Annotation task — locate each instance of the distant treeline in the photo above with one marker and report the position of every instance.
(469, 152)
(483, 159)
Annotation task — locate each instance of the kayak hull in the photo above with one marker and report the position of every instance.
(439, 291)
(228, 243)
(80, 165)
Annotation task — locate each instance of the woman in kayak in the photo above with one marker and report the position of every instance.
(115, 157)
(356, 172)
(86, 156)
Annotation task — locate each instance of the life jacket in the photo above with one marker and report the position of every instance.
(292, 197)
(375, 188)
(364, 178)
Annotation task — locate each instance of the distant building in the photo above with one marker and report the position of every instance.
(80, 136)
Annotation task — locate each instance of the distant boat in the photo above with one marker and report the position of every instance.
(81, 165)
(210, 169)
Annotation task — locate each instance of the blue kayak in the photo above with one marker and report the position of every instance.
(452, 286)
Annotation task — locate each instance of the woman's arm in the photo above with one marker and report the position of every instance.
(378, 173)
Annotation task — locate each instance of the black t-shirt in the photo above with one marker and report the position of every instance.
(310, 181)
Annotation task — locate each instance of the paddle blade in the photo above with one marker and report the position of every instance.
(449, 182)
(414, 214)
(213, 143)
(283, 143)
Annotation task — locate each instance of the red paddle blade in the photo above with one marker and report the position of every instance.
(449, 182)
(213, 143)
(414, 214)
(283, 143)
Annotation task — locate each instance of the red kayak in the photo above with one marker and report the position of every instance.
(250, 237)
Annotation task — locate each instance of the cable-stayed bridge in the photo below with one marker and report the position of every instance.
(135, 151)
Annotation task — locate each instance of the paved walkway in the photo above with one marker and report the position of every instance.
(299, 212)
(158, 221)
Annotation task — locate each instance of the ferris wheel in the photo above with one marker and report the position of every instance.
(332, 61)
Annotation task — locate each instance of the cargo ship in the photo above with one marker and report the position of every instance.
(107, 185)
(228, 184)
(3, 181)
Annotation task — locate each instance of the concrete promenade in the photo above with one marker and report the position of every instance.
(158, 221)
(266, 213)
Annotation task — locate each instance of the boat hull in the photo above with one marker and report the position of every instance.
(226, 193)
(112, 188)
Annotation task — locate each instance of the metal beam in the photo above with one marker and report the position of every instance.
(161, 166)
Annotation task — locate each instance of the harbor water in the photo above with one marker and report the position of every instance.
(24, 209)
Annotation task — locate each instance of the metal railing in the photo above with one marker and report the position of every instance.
......
• _WHAT IS NEEDED_:
None of the records may be skipped; each is to be repeated exactly.

• _TASK RESPONSE_:
Annotation task — locate each instance of the distant treeline in the photo above with one marker and report the position of every instance.
(469, 152)
(483, 159)
Annotation task — locate each instance of the kayak hull in the photo above with one marker and report the position of every instance.
(439, 291)
(228, 243)
(80, 165)
Annotation task — locate each instance of the woman in kayak in the photo above with one marker and report the position of every instance.
(115, 157)
(356, 172)
(86, 156)
Annotation task — locate each instance of the life jacket in the photo above with one marker and report the position of every instance.
(292, 197)
(375, 188)
(364, 178)
Annotation task — locate each instance of the distant building in the photo above with one marker and report the position of every instance.
(80, 136)
Annotation task — locate each instance of the distant boat in the photo above with one marker and report the position of every instance.
(81, 165)
(210, 169)
Annotation task — locate each instance of the blue kayak in the photo above with one marker and report the position of every instance.
(452, 286)
Annotation task — locate each instance of the woman's arm in the photo above with one marker and report the position of every instance.
(378, 173)
Annotation task — locate each instance of the black t-shirt in the photo above with one marker and report the position of every instance.
(310, 181)
Annotation task — locate each instance of the paddle blade in the photo above with one marker and report the position of every instance.
(449, 182)
(414, 214)
(213, 143)
(283, 143)
Annotation task — locate each instance of the red paddle blade in the photo above with one marker and report the position of every instance.
(449, 182)
(213, 143)
(414, 214)
(283, 143)
Annotation task — locate each instance of the red kayak in the photo above with one marker and report the position of every instance.
(250, 237)
Annotation task — locate each instance of the cable-stayed bridge in the photo below with one marker and report the position of every instance.
(135, 151)
Annotation task — locate each instance of the paved walkway in the photo above with one marker and report the position of every instance.
(299, 212)
(158, 221)
Annotation task — locate each instance of the ferris wheel in the photo above with one marker and report the position of every instance.
(332, 61)
Annotation task — locate each instance of the cargo ship in the photo above with one marker and report the position of every instance.
(107, 185)
(228, 184)
(3, 181)
Annotation task — locate each instance of the concrete promenade in the photo above with one marker and report the position of every instance.
(158, 221)
(266, 213)
Annotation task — locate each instance of the boat hull in the photo above with one marker and report the position of every instance.
(226, 193)
(112, 188)
Annotation task — locate each instance of the metal beam in the photo above with one marker and report the position of every instance.
(161, 166)
Annotation task — locate each instance of the harbor water in the photo above with one marker and report the position of every instance.
(24, 209)
Annotation task — locate each instance of the metal railing in the photo above with one marker and report the position of every instance.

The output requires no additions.